▶ EXTRAIT CHOISI:

---------------

C’est là une force abondante présente dans ce pays. Nous voyons tous les gens comme des protagonistes d’un processus de construction communautaire. Il y a donc des efforts de sensibilisation, pour qu’on prenne conscience et acquière certaines connaissances, qui pourraient protéger tout le monde durant cette pandémie. Ces efforts s’appuient sur les talents des membres de la communauté, qui s’expriment dans leur propre voix, dans leur propre langue. Les jeunes sont à l’avant-garde de ces efforts, et ils utilisent des moyens imaginatifs. Un autre domaine d’intérêt a été de savoir comment une communauté pourrait être une source d’espoir et d’inspiration.
Et comment cultive-t-on ce sentiment de dépendance à l’égard d’une source supérieure ? J’ai entendu un exemple très émouvant dans une collectivité indigène du nord de la Colombie-Britannique. Au fur et à mesure que des cas y étaient découverts, certaines des familles ont commencé à prier ensemble par téléphone. Et dans ce contexte sont nées des conversations sur la santé et le bien-être de la collectivité.
Un autre aspect de l’effort a été d’apprendre à utiliser la technologie pour créer des liens entre les gens, à utiliser la technologie pour élever la pensée, à utiliser la technologie comme moyen de connexion et d’éducation. L’utilisation de la musique, l’utilisation de belles vidéos qui inspirent et élèvent, l’utilisation d’histoires. Cela prend un nombre infini de formes partout au pays au niveau de la base, et aussi parmi les artistes de métier.
C’est donc un aspect de la question. Les efforts éducatifs de la communauté bahá’íe favorisent vraiment le développement des arts sur le terrain. Nous avons vu que les arts libèrent des forces spirituelles qui élèvent les cœurs.
Et, à un autre niveau, beaucoup d’efforts ont été faits pour appuyer l’éducation des jeunes, sous la forme de contenu et de matériel à l’usage des parents pour aider les enfants à avoir confiance et assurance. Il y a eu d’autres efforts de la part de jeunes qui ont pris en charge des enfants et des jeunes de onze à quatorze ans pour s’assurer qu’ils aient de l’aide pour faire leurs devoirs, depuis que les programmes scolaires ont été perturbés.

---------------

▶ DONNÉES:
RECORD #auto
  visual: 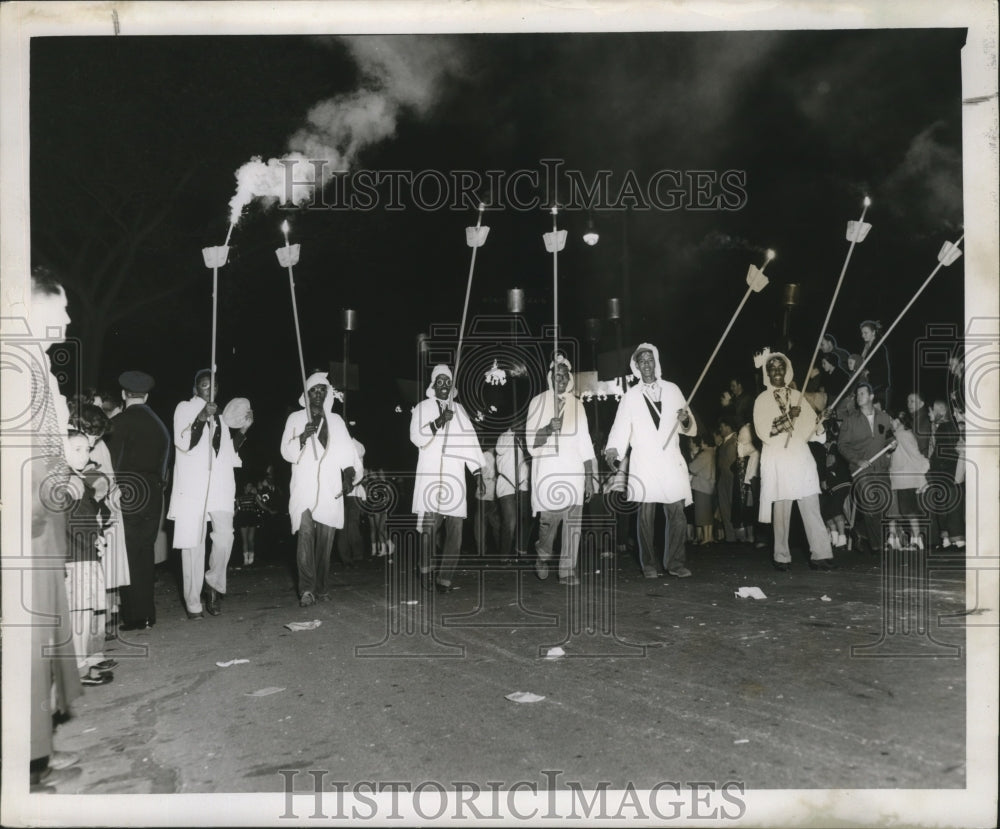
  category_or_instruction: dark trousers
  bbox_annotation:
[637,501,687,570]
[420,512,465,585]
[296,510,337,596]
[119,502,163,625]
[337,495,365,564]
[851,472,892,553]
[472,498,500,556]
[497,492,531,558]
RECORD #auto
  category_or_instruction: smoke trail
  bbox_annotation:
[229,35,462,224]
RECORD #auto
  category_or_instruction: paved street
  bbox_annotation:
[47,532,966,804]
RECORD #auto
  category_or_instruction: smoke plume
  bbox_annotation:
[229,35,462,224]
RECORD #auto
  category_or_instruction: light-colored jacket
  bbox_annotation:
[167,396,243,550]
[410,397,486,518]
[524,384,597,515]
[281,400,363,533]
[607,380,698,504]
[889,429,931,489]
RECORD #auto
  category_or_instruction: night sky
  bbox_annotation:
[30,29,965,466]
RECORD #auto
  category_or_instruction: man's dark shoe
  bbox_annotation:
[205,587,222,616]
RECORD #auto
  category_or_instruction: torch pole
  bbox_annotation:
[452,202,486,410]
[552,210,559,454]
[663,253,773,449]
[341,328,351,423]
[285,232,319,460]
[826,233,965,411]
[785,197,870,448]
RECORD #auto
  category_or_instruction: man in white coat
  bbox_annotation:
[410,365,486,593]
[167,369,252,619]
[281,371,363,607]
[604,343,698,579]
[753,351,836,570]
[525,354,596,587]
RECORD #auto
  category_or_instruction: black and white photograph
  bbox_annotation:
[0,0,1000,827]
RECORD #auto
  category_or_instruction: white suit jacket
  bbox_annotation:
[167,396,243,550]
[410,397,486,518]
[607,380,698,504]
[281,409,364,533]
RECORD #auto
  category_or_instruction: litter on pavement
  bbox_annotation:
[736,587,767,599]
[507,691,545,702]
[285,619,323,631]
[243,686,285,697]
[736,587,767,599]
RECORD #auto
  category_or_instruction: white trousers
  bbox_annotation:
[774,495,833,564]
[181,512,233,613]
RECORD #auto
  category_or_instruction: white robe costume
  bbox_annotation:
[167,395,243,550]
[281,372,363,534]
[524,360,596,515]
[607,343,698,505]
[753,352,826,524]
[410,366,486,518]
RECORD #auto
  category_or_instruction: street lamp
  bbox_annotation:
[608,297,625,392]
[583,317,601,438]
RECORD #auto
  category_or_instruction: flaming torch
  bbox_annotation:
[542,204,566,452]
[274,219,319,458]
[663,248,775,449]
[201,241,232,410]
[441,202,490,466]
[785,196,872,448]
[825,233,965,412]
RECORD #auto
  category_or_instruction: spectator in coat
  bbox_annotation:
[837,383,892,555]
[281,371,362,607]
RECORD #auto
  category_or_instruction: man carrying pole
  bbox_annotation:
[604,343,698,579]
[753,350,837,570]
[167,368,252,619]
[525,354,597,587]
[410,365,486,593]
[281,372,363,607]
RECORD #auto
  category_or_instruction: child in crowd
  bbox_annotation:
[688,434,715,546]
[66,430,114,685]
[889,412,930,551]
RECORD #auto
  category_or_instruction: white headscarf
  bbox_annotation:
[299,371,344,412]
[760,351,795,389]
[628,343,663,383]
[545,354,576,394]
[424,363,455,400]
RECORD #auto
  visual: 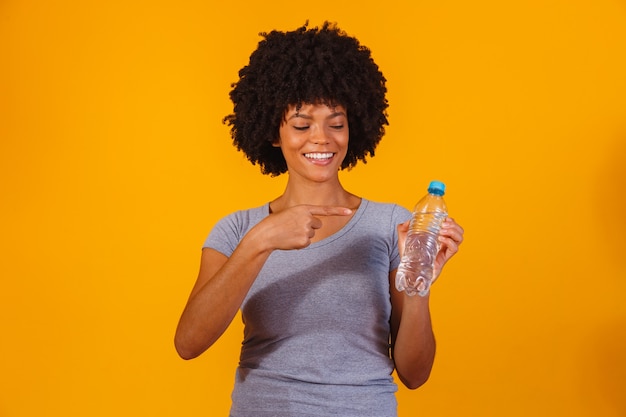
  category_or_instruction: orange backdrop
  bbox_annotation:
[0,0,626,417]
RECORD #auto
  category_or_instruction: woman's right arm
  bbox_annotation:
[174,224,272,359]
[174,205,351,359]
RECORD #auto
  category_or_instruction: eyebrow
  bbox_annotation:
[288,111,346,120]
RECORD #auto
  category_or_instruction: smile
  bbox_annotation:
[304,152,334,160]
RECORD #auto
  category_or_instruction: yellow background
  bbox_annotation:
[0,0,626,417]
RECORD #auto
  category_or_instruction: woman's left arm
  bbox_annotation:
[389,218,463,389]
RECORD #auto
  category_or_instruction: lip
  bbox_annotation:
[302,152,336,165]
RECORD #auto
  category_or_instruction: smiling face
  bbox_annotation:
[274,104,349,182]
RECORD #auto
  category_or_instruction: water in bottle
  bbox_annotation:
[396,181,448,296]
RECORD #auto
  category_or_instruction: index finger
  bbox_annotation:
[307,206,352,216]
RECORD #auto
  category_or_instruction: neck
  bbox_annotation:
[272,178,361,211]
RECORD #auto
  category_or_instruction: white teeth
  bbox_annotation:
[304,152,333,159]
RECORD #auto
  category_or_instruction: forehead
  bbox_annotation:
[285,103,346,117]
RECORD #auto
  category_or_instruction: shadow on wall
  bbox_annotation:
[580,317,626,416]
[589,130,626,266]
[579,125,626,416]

---------------

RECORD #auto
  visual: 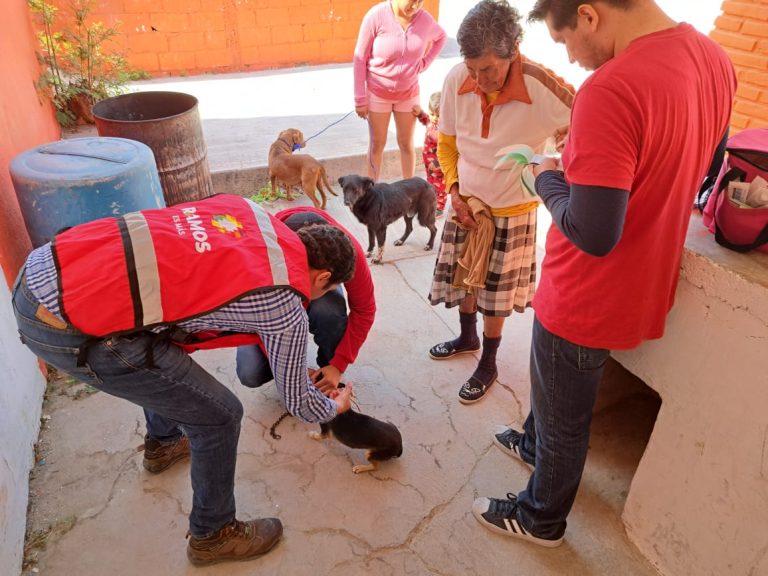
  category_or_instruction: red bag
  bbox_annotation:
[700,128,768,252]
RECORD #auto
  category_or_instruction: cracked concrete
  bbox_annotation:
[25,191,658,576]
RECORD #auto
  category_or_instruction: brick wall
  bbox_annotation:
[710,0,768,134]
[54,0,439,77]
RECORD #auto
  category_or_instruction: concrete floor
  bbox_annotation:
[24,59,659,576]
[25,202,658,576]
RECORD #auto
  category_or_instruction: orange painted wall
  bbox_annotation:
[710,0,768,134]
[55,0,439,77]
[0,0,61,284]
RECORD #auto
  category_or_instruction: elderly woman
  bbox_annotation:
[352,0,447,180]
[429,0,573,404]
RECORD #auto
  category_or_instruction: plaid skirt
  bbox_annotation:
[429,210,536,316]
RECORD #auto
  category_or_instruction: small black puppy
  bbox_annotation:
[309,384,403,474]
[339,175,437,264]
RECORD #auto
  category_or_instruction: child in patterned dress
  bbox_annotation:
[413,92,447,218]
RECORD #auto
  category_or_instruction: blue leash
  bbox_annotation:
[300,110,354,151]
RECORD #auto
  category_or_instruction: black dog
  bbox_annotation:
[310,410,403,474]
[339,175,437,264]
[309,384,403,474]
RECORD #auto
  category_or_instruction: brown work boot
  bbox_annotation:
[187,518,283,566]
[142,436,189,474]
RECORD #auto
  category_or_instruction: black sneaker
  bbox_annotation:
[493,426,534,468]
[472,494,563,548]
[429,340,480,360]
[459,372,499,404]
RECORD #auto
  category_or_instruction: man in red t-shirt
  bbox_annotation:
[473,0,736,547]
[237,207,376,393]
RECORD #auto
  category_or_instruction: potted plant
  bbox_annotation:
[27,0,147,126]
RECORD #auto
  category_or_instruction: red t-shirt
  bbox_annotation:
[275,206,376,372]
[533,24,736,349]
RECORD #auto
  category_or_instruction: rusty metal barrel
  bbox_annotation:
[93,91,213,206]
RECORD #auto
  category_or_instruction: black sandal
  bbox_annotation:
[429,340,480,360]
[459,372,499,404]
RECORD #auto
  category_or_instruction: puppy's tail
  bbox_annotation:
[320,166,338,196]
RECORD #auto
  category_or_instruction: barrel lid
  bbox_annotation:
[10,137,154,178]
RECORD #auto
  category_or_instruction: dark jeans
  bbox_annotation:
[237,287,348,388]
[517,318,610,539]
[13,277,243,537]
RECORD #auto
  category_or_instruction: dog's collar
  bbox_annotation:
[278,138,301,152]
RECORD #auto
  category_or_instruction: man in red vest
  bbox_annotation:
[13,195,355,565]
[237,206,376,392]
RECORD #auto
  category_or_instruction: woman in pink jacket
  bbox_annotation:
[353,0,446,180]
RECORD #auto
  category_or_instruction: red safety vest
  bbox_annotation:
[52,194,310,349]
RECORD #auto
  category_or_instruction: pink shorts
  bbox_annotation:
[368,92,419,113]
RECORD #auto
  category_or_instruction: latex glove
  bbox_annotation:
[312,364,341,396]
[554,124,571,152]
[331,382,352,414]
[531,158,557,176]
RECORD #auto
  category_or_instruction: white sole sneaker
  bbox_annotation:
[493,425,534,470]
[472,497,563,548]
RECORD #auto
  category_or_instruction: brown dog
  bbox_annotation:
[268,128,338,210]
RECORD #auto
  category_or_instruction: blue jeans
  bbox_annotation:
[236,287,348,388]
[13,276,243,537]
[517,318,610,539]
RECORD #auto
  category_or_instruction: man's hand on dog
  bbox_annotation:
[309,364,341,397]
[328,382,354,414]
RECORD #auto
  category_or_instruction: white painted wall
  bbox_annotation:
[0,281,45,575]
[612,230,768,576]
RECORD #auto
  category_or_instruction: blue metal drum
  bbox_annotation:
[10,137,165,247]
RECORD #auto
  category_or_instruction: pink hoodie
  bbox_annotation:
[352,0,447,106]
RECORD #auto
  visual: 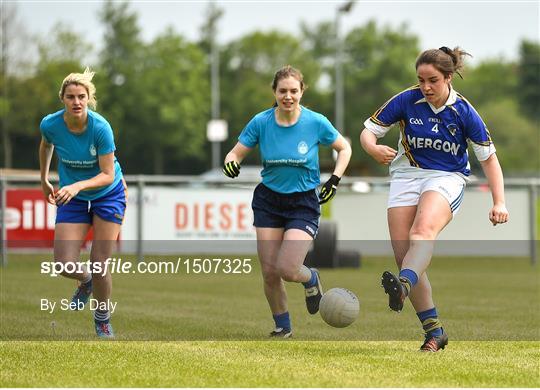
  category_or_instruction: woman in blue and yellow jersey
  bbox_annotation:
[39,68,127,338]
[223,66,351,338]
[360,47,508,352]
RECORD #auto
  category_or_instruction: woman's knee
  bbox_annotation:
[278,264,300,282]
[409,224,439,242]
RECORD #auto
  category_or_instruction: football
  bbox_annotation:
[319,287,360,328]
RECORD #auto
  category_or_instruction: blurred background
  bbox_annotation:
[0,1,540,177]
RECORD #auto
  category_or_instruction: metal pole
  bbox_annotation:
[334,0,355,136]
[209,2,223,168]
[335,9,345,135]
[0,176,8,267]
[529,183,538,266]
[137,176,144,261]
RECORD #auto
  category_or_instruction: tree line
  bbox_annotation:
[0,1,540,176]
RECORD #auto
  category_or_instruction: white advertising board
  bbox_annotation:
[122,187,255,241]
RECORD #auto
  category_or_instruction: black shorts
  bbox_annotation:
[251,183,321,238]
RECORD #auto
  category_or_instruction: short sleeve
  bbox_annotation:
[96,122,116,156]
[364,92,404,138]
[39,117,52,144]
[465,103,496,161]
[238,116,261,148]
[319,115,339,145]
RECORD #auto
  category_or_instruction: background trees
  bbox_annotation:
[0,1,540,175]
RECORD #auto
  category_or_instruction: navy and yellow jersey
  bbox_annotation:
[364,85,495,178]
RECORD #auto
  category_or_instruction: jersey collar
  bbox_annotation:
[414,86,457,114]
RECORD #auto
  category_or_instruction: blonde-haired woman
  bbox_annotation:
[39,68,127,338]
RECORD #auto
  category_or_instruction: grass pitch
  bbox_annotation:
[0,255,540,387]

---------------

▶ CONSIGNES:
a - Selon l'extrait sur l'action communautaire pendant la pandémie, qu'ont commencé à faire certaines familles d'une collectivité indigène du nord de la Colombie-Britannique à mesure que des cas y étaient découverts ?
b - Reprenez l'extrait sur l'action communautaire pendant la pandémie à la suite de sa dernière phrase et poursuivez-le.

▶ CORRIGÉS:
a - Elles ont commencé à prier ensemble par téléphone.

b -
Mais il y a aussi des efforts pour favoriser des conversations qui les élèvent, qui les inspirent à servir leur collectivité. Dans tout le pays nous constatons que bien des jeunes de cet âge, en particulier des jeunes de 11 à 14 ans, sont consommés par les médias sociaux. Ils passent toute la nuit avec les médias sociaux et dorment ensuite pendant la journée. Nous travaillons pour mobiliser les familles et la collectivité et travailler avec elles pour aider ce groupe d’âge à participer à des conversations sérieuses sur les services à rendre à leur collectivité. Cela exige souvent la création d’un horaire quotidien qui prend en considération leurs besoins physiques, qui les stimule intellectuellement et spirituellement à cultiver certaines qualités, mais qui les incite aussi à servir leur collectivité.
Il a fallu plusieurs semaines pour comprendre certaines de ces choses, mais nous redoublons nos efforts, ce qui est vraiment fantastique.
Laura : Il semble que vous faites allusion à l’idée que nous entrons maintenant dans un nouvel espace. Peut être que cela nous est inconnu, mais ce serait une nouvelle façon de penser ou d’être qui naîtrait de cette crise. Je pense que nous nous sommes beaucoup demandé « Quand les choses reviendront à la normale, comment serons-nous ? », « Quand les choses reviendront à la “normale”, seront-elles comme avant, ou différentes ? » Mais nous aussi nous aurons été changés par la crise.
Alors, Ana, je me demandais, comment pensez-vous que nous nous adaptons ? Et quelles sont les choses qui dureront, quand nous sortirons de cette pandémie ?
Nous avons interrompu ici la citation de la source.